==== Record set ====

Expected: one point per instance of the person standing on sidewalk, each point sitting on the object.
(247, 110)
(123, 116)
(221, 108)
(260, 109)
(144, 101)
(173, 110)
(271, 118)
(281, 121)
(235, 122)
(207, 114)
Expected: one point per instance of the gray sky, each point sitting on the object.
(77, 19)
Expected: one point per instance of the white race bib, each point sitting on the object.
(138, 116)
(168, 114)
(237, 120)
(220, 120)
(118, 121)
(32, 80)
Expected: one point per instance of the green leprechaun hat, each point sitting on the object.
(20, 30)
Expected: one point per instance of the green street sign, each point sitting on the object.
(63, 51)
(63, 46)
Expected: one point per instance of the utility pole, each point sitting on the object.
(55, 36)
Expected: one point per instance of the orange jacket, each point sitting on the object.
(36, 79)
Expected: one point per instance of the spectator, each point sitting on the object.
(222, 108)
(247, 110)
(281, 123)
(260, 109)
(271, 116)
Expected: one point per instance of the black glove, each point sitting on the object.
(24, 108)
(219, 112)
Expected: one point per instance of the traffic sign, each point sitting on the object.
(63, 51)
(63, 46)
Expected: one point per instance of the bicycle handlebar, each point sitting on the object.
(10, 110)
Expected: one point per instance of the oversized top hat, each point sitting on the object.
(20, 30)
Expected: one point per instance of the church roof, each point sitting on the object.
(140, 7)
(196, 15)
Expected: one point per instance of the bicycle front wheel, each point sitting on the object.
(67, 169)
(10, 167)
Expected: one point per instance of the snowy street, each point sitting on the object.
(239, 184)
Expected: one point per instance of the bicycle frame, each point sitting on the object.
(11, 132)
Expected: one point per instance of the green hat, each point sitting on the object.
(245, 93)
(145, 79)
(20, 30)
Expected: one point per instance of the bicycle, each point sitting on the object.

====

| Stated problem |
Send back all of the entries exactly, with nothing missing.

| Response to this exercise |
Expected: one point per instance of the person standing on sidewalk, each point sitting on the object.
(247, 110)
(123, 116)
(221, 108)
(260, 109)
(144, 101)
(173, 110)
(271, 118)
(281, 121)
(235, 122)
(207, 114)
Expected: one point per instance of the gray sky, each point sitting on the object.
(77, 19)
Expected: one point per instance of the white race bib, each point sitting on the object.
(138, 116)
(168, 114)
(237, 120)
(220, 120)
(118, 121)
(32, 80)
Expected: one point per instance of the green leprechaun hat, each point sitting on the object.
(20, 30)
Expected: one point per instance of the green street sign, each point sitting on the object.
(63, 51)
(63, 46)
Expected: one point per instance of the utility pole, each point sitting on the object.
(55, 36)
Expected: one point per instance of the orange jacket, each point sitting on the object.
(36, 79)
Expected: one point per instance of the spectator, each point sitting on the object.
(222, 108)
(247, 110)
(281, 123)
(260, 109)
(271, 116)
Expected: one point per instance of the black glove, each point sitting on the object.
(24, 108)
(219, 112)
Expected: one point per instance of the traffic sign, each point sitting on the object.
(63, 51)
(63, 46)
Expected: one point per instance of the bicycle handlebar, each point sitting on the object.
(10, 110)
Expected: one point per instance of the oversized top hat, each point sitting on the object.
(20, 30)
Expected: one point per instance of the church roof, each point sitting on the object.
(140, 7)
(196, 15)
Expected: one point per instance of the bicycle front wheel, each point sitting on the object.
(67, 169)
(10, 167)
Expected: one point per instance of the snowy street, each point sitting on the object.
(239, 184)
Expected: one point per instance of the bicycle frame, each point sitting on the object.
(11, 132)
Expected: one point per instance of the green hat, each point sitting on the object.
(245, 93)
(145, 79)
(20, 30)
Expected: one point per instance of the bicycle, each point sitting on the object.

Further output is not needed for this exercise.